**Task statement:**
With the pictures left out, copy the listing below exactly.

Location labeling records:
◆ ◆ ◆
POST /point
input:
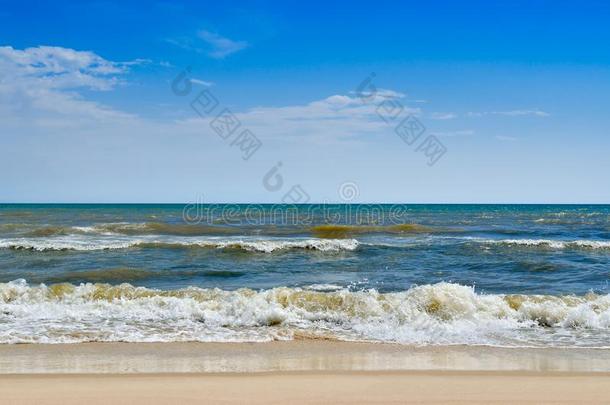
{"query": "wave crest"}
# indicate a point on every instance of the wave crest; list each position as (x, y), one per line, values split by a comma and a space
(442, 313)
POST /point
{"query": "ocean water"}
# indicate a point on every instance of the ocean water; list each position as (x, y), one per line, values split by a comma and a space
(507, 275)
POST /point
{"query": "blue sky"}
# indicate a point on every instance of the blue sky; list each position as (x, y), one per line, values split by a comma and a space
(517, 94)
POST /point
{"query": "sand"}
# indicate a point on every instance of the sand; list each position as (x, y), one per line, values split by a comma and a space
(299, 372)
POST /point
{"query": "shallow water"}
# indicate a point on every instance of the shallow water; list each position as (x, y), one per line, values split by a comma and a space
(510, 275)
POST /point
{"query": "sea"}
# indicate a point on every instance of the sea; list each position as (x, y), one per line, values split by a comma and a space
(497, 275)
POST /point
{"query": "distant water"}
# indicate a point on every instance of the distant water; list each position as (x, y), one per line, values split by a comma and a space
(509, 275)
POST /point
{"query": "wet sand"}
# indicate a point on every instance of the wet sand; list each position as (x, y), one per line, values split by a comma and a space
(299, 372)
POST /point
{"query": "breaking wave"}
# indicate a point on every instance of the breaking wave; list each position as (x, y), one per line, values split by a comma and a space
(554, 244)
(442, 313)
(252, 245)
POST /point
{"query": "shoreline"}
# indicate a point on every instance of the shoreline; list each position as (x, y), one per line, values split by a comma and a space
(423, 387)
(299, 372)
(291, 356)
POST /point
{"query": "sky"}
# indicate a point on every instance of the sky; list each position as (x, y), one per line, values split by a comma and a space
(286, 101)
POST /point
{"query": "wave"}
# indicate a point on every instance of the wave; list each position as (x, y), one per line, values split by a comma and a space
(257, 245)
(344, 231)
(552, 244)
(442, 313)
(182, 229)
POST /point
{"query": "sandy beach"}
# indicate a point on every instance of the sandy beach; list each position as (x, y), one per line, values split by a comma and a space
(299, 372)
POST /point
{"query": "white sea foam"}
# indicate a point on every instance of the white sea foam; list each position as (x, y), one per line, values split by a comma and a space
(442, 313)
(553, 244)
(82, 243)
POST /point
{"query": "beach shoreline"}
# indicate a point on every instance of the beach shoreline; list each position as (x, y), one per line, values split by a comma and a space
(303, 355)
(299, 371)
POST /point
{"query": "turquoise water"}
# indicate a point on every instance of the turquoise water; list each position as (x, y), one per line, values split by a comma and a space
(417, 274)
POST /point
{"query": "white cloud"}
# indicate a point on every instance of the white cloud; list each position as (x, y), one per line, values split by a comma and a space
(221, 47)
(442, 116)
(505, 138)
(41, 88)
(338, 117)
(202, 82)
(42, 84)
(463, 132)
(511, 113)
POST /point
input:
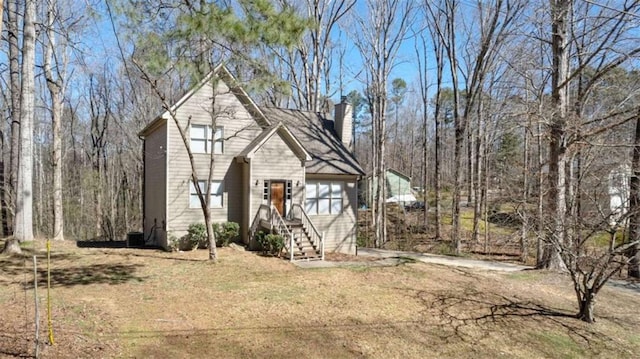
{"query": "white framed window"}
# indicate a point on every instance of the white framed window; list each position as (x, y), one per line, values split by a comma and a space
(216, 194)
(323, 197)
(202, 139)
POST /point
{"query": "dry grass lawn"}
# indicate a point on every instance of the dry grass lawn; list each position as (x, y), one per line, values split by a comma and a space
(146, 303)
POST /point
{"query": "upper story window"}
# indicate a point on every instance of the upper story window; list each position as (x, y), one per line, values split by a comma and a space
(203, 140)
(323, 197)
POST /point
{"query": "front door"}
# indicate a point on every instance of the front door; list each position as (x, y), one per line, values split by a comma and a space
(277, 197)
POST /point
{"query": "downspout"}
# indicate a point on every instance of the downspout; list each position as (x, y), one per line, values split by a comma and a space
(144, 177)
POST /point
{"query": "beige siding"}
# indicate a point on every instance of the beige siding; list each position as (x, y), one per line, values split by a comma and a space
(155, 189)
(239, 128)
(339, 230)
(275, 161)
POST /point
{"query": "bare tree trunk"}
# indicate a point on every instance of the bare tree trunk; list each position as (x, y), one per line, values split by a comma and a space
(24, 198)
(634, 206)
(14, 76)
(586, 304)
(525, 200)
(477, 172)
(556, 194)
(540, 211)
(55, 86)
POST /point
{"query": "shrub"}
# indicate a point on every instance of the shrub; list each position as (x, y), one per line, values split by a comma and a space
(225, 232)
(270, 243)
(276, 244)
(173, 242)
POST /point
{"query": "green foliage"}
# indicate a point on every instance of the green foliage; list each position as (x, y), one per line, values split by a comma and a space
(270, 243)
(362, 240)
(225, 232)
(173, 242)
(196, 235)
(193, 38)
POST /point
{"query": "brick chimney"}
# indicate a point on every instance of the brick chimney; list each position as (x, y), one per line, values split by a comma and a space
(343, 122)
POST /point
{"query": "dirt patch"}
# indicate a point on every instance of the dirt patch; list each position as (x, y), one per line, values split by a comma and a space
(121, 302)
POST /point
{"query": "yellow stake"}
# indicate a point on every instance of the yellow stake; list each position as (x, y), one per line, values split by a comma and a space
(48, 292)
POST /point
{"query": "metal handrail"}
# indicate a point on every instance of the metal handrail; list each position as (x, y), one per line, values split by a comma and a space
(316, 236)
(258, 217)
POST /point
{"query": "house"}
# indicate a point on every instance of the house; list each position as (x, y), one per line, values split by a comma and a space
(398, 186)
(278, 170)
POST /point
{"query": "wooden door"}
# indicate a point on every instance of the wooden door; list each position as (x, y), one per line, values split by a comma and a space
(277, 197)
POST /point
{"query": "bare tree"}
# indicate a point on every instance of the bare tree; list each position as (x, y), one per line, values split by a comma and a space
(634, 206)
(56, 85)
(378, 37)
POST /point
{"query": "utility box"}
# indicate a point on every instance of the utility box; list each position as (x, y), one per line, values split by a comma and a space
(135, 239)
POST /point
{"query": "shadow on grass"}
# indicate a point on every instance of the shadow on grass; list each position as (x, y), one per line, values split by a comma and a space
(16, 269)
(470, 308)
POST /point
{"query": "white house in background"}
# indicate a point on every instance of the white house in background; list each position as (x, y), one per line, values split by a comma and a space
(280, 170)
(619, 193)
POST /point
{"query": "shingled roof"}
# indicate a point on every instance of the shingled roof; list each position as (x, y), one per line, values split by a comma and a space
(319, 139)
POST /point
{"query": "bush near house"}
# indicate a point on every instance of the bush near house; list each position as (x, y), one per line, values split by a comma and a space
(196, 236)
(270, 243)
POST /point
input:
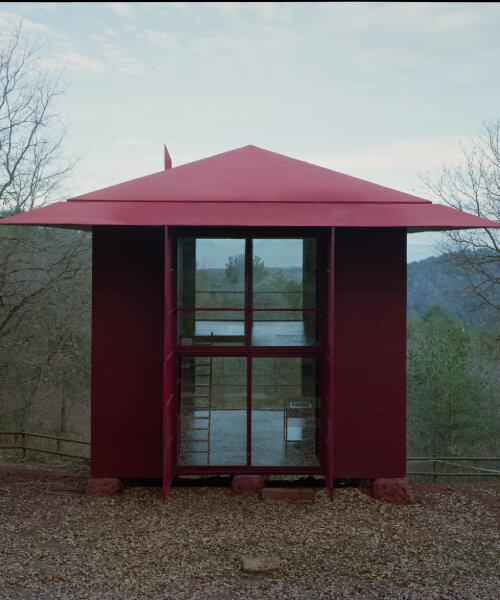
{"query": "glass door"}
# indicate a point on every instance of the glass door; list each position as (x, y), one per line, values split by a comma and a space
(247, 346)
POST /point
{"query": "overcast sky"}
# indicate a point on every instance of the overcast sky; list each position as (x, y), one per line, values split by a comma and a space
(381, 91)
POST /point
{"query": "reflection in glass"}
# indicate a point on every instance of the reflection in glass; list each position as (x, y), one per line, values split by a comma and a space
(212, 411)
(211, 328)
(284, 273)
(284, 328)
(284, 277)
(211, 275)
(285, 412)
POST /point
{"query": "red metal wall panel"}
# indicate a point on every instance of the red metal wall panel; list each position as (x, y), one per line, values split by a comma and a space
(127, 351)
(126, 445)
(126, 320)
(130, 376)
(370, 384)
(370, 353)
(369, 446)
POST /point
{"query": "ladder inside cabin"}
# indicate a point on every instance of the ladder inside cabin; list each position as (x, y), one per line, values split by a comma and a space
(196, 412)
◆ ◆ ◆
**Answer for this exercise:**
POST /point
input:
{"query": "wave crest"}
# indicate a point on every instance of the wave crest; list each position as (x, y), one per line, values split by a comma and a space
(442, 313)
POST /point
{"query": "ocean water"}
# indicate a point on every instance of the ocean water; list each position as (x, y), one per line, values split by a comma and a space
(507, 275)
POST /point
{"query": "blue sky"}
# indicate a point on every instance of the blue sky; list each position as (x, y), one per line, values split by a comma and a space
(517, 94)
POST /point
{"query": "sand"}
# indicate a point on every instance of the sand; list each position as (x, y), one per line, values split by a comma and a space
(299, 372)
POST /point
{"query": "shallow water"}
# indicate a point on every instance of the shallow water; list each position as (x, y), one per line, values split by a comma and a space
(510, 275)
POST /point
{"query": "sea"}
# indicate a point on every instance of the sea; list each position as (x, y), one per line, values split by a comma and a space
(497, 275)
POST /point
{"query": "distant water"}
# indicate a point on every instance of the distant water; list each position as (x, y), one per line, values split by a comma and a space
(509, 275)
POST /point
{"query": "wet sand"}
# indicate a point on every instance of the wet sand; list each position as (x, y), one per line, values split by a comma and a space
(299, 372)
POST /point
{"query": "breaking wave"}
# indicate a point on every instance of the breaking wave; list each position as (x, y), one per line, values split by a comma and a space
(554, 244)
(442, 313)
(252, 245)
POST /point
{"query": "shoreline"}
# indicate a point on every instance of the shoreline; list each position as (x, y), one per line, values split by a comma and a space
(423, 387)
(299, 372)
(291, 356)
POST /point
{"query": "sky"}
# indicate a point on every instance of the sky; list each position as (x, y), one per line, values split by a comma and a space
(286, 101)
POST /point
{"query": "wave"}
# indicate a point on every instance of the wave; list each position as (x, y), one per line, values split by a comma and a space
(257, 245)
(344, 231)
(552, 244)
(442, 313)
(182, 229)
POST /point
{"query": "sandy beach"}
# indicate a point on every instance of the sandy beach; list each position as (x, y), one per line, values split by a comma and a space
(299, 372)
POST /point
{"query": "white sea foam"}
# indicate a point on every instance of the white sea foam; list each position as (x, y), one per line, values split by a comma and a space
(442, 313)
(553, 244)
(82, 243)
POST /point
{"query": "beach shoreline"}
# indicate a point on every instance of the beach shoreline; list each position as (x, y), one per line, values split by a comma and a space
(303, 355)
(299, 371)
POST /point
{"query": "turquoise water"}
# indicate a point on every instance of the turquoise water; list each position as (x, y), one per line, values split by a comma and a space
(417, 274)
POST /point
{"query": "white cloud"}
# indicate a point on every instance of the white cloud; list each position as (x, y), one per line, values split by a comma and a space
(221, 47)
(442, 116)
(505, 138)
(41, 88)
(338, 117)
(202, 82)
(42, 84)
(463, 132)
(511, 113)
POST /point
input:
{"query": "white framed window"}
# indicate a point on every instance of the white framed window; list each position as (x, y), one per line, values split by a comma and a space
(216, 194)
(323, 197)
(202, 139)
POST /point
{"query": "dry grass lawn"}
# indicate a point on every instance of the dry grass lawn; list each position as (x, y), one per line, values split by a comma and a space
(146, 303)
POST /point
{"query": "upper story window"}
# indicate a point on every instance of the upper story window; list each position as (x, y), one per line, values split by a comma and a space
(203, 140)
(323, 197)
POST /point
{"query": "front door"}
# indicate a point on every instance of the front door; list each position as (x, y), one per line, values split by a comma and a space
(277, 197)
POST /point
{"query": "downspout"}
# indicate a point on every instance of the downspout; list each position as (x, y), one per line, values split by a comma and a space
(144, 177)
POST /point
{"query": "beige siding"}
# indicate a point on every instance of the beige siding; list each position as (x, y), one per line, values split by a comma and a space
(155, 189)
(239, 128)
(339, 230)
(275, 161)
POST /point
{"query": "bare tree trunk"}
# indicate a point on every instance of the bare tree trunk; list each position as (x, y), one per line, values split by a comma and a space
(24, 198)
(634, 206)
(14, 76)
(586, 304)
(525, 200)
(477, 172)
(556, 194)
(540, 211)
(55, 86)
POST /point
{"query": "shrub"}
# indicate a point on every instance of the shrub; list each position as (x, y), one per line, values split by a comma and a space
(225, 232)
(270, 243)
(276, 244)
(173, 242)
POST /point
{"query": "green foliage"}
# indicate a point on every instance of the green foliage; list each position as (x, y), one per line, values split by a comma and a space
(270, 243)
(362, 240)
(225, 232)
(173, 242)
(196, 235)
(193, 38)
POST /point
{"query": "brick chimney"}
# indicate a point on every instance of the brick chimney; list each position as (x, y), one per line, values split by a comma and a space
(343, 122)
POST /point
{"query": "dirt patch"}
# indicate a point on every instance of the dirt patch; list each position as (x, y), one per line, values split by a comma and a space
(121, 302)
POST /point
{"query": "yellow stake"}
# indicate a point on every instance of the yellow stake; list each position as (x, y), one per line, values split by a comma and a space
(48, 292)
POST /point
{"query": "metal handrail"}
# indicate a point on every instance of the metal handrail; list each position as (x, y), one per line, values split by a comma and a space
(316, 236)
(258, 217)
POST /point
{"query": "house"}
# indicate a point on every instance of the house; list each position as (x, y), one per line, values split by a comma and a space
(398, 186)
(278, 170)
POST /point
{"query": "wooden door"}
# indicate a point on every instance of the wooden door; list each position as (x, y), one per line, values split by a comma and a space
(277, 197)
POST /point
{"query": "bare tree"}
# indicate a point on every instance of the bare tree; list each position as (x, y), one per line, values split by a comma and a space
(634, 206)
(56, 85)
(378, 37)
POST /point
{"query": "utility box"}
# indicate a point on every instance of the utility box; list each position as (x, y), one per line, values split by a comma and a space
(135, 239)
POST /point
{"query": "shadow on grass"}
# indicate a point on every instance of the shadow on grass; list each position as (x, y), one per line, values split by a comma and a space
(16, 269)
(470, 308)
POST /point
{"query": "white house in background"}
# indicate a point on every instance of the white house in background; list each position as (x, y), one per line, values split by a comma and a space
(280, 170)
(619, 193)
POST /point
{"query": "shingled roof"}
# indicate a point on every instance of the shingled roof; list each position as (x, y), one per line, values split by a comma and a space
(319, 139)
POST /point
{"query": "bush near house"}
# indicate a point on every instance of the bush near house; list each position as (x, y), one per line, values split by a comma and a space
(196, 236)
(270, 243)
POST /point
input:
{"query": "glass door"}
# indicate a point on every instance of the glass door; list each position as (x, y), one per line, values split by a comma and a space
(247, 346)
POST /point
{"query": "overcast sky"}
# indicate a point on every instance of the overcast sky; list each position as (x, y), one per line, values split by a comma and a space
(381, 91)
POST /point
{"query": "reflection in glass"}
# indicate a point on every instance of the reflection in glass; list each position as (x, y), one per line, values split by a comma and a space
(212, 411)
(211, 328)
(284, 273)
(284, 328)
(284, 277)
(211, 275)
(285, 412)
POST /point
{"query": "red metal wall panel"}
# indicate a point on every instance of the red metal wall panel; list each position as (x, y), one per line, values split by a comma and a space
(127, 351)
(126, 445)
(126, 320)
(130, 376)
(370, 384)
(370, 353)
(369, 446)
POST /point
{"query": "ladder inside cabin"}
# indicate a point on every instance of the ladder inside cabin; list each position as (x, y), one per line, values split by a comma and a space
(196, 412)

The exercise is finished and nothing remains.